DATA FOR ANALYSIS: Begin
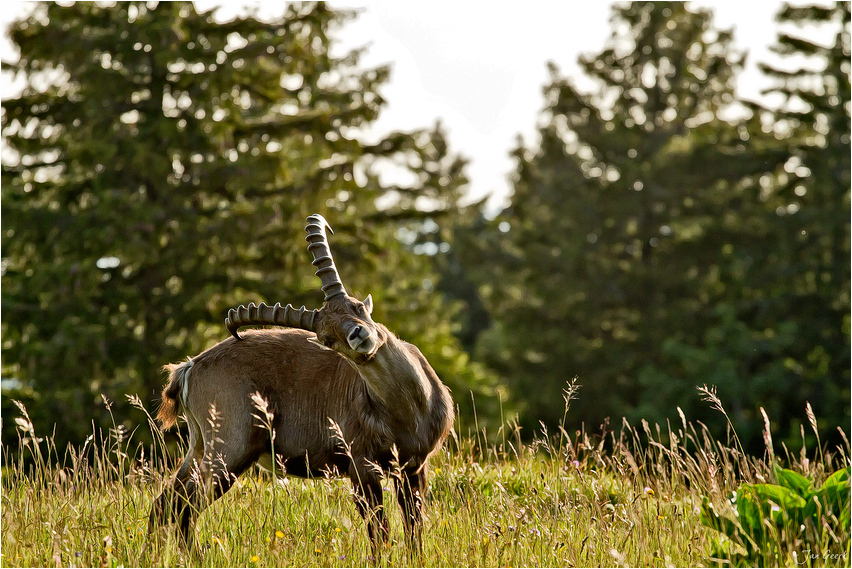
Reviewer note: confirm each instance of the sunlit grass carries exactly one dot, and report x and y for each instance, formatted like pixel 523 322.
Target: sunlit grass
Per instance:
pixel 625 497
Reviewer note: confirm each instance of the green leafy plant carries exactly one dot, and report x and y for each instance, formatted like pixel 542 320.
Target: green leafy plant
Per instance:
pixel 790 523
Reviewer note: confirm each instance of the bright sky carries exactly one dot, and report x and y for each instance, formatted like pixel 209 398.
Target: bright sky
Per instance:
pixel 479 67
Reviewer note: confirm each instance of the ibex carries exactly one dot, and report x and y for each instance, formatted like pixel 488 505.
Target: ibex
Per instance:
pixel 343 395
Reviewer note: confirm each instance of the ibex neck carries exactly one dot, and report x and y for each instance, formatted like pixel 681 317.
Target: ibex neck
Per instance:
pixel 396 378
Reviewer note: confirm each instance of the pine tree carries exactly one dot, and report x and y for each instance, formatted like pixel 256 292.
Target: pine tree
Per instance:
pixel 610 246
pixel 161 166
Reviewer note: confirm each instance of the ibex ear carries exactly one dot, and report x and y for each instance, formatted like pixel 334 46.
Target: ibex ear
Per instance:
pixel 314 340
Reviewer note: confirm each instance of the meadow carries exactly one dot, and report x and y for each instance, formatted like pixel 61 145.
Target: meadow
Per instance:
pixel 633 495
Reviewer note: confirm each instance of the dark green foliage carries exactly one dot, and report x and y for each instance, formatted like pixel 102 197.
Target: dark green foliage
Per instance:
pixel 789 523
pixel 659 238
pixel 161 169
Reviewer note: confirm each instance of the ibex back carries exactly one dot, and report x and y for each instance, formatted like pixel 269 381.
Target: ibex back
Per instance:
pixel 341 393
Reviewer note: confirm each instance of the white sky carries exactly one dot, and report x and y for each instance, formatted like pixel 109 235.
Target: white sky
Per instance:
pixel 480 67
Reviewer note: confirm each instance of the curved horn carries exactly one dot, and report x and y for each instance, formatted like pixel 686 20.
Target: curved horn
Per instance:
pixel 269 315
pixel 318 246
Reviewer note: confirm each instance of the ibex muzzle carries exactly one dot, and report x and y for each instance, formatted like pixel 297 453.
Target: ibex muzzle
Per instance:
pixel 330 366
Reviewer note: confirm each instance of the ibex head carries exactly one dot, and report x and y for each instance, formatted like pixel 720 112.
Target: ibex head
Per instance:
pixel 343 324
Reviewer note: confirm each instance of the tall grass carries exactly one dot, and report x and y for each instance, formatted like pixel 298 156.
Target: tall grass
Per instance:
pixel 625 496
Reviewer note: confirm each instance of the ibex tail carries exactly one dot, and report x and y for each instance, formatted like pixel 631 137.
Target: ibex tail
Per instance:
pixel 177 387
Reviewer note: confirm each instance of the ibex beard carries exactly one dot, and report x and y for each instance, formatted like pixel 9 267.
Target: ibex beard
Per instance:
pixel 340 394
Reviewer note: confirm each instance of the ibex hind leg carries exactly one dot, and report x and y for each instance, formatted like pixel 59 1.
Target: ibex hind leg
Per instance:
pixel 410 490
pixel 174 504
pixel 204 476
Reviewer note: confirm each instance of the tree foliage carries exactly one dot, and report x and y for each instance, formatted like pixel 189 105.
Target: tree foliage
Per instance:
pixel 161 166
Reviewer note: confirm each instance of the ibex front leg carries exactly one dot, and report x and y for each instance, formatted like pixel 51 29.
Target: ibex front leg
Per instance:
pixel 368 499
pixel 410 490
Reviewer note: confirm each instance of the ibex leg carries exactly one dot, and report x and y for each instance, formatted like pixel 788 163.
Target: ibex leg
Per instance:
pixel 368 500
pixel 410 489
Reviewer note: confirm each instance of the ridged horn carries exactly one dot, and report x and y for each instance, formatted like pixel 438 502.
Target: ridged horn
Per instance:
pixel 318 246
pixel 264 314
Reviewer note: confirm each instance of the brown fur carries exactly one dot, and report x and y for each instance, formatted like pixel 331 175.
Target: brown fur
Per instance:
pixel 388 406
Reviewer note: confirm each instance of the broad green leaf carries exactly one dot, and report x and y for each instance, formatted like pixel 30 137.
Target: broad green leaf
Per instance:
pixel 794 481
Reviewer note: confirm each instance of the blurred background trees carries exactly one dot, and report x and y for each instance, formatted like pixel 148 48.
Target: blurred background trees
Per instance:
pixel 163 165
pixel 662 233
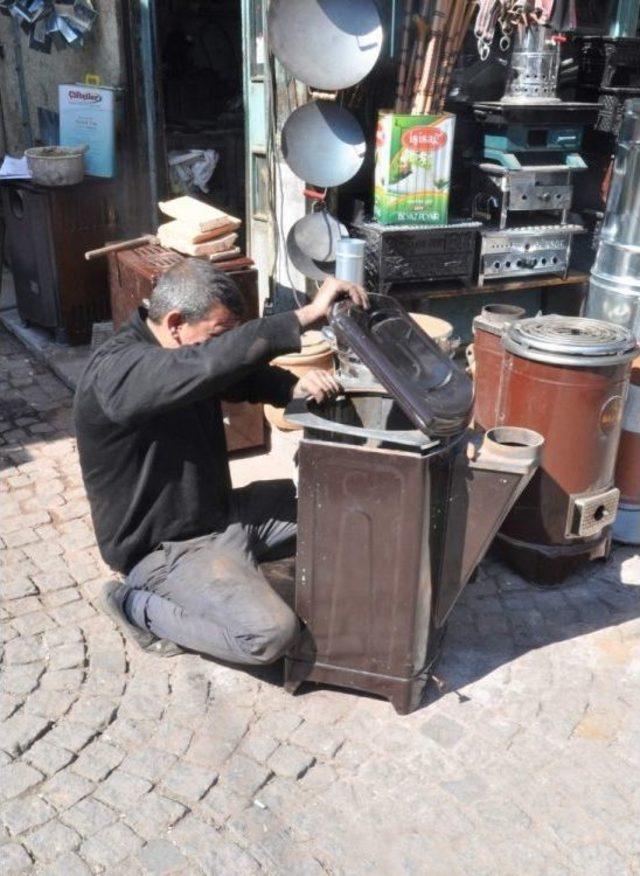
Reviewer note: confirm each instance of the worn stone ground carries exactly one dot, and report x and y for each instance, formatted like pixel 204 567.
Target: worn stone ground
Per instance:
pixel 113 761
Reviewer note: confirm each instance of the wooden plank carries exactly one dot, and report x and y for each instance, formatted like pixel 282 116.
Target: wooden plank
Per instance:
DATA FOR ANALYSIS: End
__TASK TO COMPLETE__. The whole listing above, minus its pictures, is what you should write out word for word.

__RESPONSE TO THIS TASK__.
Reviewer note: confirm each instance of the sunlit grass carries exactly one dot, and report x and y for each instance, formatted like pixel 523 322.
Target: sunlit grass
Per instance:
pixel 625 497
Reviewer note: confirm each instance of the green leafy plant carries exactly one dot, and report x and y for each instance, formatted like pixel 542 320.
Target: green leafy plant
Per instance:
pixel 790 523
Reviewer note: confirm each instance of the bright sky carries exactly one dot, and report x and y for each instance, formatted like pixel 209 398.
Target: bright sky
Per instance:
pixel 479 67
Reviewer note: confirm each instance of the ibex carries exactly one dot, and report x and y for each instance, formatted like pixel 488 505.
Target: ibex
Per instance:
pixel 343 395
Reviewer note: confirm each instance of the ibex neck carries exactly one dot, and report x and y for each instance, formatted like pixel 681 317.
Target: ibex neck
Per instance:
pixel 396 378
Reviewer note: confirm each instance of the pine tree carries exactly one dot, and report x and y for each instance, formatted like pixel 256 292.
Target: pine tree
Per instance:
pixel 610 246
pixel 161 166
Reviewer note: confirm each instance of the ibex ear carries exactly one dot, and report x and y for each instance, formatted like pixel 334 46.
Target: ibex ear
Per instance:
pixel 314 340
Reviewer note: confirm each instance of the meadow carries exactly one dot, and report x and y for each instance, formatted like pixel 61 145.
Target: meadow
Per instance:
pixel 633 495
Reviewer note: confirm each instance of the dark green foliage carries exactly one dot, and report x and y for each instance, formatted like pixel 102 197.
Target: dark green foliage
Per instance:
pixel 789 523
pixel 659 238
pixel 161 169
Reviewer note: confirm each instance of the ibex back carries exactly one dot, and report x and y for each instance, formatted like pixel 269 381.
Target: ibex back
Per instance:
pixel 341 393
Reviewer note: confirm each instance of the white sky carries exactly one dot, and report x and y for each instance, formatted like pixel 109 235.
Target: white sky
Per instance:
pixel 480 67
Reviewer note: confirm each instance of the curved horn carries exactly one dot, and report x and y for each instance, formatted like pixel 686 20.
Target: curved horn
Per instance:
pixel 269 315
pixel 318 246
Reviewer note: confirm each instance of the ibex muzzle carries exactly one dot, and report x and y for each instance, formatted like pixel 297 453.
Target: ibex muzzle
Per instance:
pixel 330 366
Reviewer note: confirm each instance of the ibex head carries exactly one dot, and report x and y for each instance, formatted like pixel 720 112.
Target: ibex head
Per instance:
pixel 343 324
Reviewer note: confirm each instance of the tall grass carries exactly one dot, and report x and y for each instance, formatted like pixel 298 156.
Target: tall grass
Per instance:
pixel 625 496
Reviewer note: confirm each instance of the ibex tail carries exactly one dot, and report x and y for each instance, formatted like pixel 631 137.
Target: ibex tail
Per instance:
pixel 177 387
Reviewer note: confirm each instance of the ibex beard carries exactly one dot, and report x and y for each instance, formatted like pixel 9 267.
Target: ibex beard
Per instance:
pixel 340 394
Reviewer note: confirm each instance of the ibex hind leg carries exactly one dot, and report x and y for each instance, formatted like pixel 59 1.
Target: ibex hind leg
Per instance:
pixel 410 490
pixel 174 504
pixel 204 476
Reviewer note: confirm each instance of the tree foliage carries exactly one dot, and report x and y for each instance, formatted like pixel 189 105.
Target: tree foliage
Per instance:
pixel 161 166
Reviewer note: confirm each instance of the ibex front leg carries exactly one dot, and report x and y for each instance, formatted like pixel 51 29.
Target: ibex front leg
Per instance:
pixel 368 499
pixel 410 490
Reviewer note: confirm each instance of the ibex leg carries exactly one dot, and report x and y for each instance, formatted like pixel 788 163.
Target: ibex leg
Per instance:
pixel 368 500
pixel 410 489
Reviewer note: confirm each instance of the ridged horn carries exactly one dot, and report x and y for each instance, formatted like pixel 438 502.
Target: ridged horn
Per instance:
pixel 318 246
pixel 264 314
Reviewer note: confirm each instance of the brown fur carries exactly one dot, and report x and y for each instance, formatted like pixel 331 175.
Target: brown fur
Per instance:
pixel 388 406
Reviewer note: confirm each instance of the broad green leaf carries exactly one dot, and report x and y for each instance, formatted like pixel 30 137.
Target: broad green leaf
Per instance:
pixel 794 481
Reviewer note: confirm each instance of the blurred background trees carries exactly one dot, and report x and y for each instance, formatted like pixel 148 48.
Target: blurred background trees
Per instance:
pixel 163 165
pixel 662 233
Reviewer note: confirm each instance of the worn stone ground carries exactly one dot, and report x and y for each instance, formatted like pixel 204 567.
Target: worn stone ground
Per instance:
pixel 113 761
Reviewer note: confirm each instance of the wooden plank carries exactly one dot, and report x and y for each instance, formatted like pixel 282 116.
Target: wooden plank
Per instance:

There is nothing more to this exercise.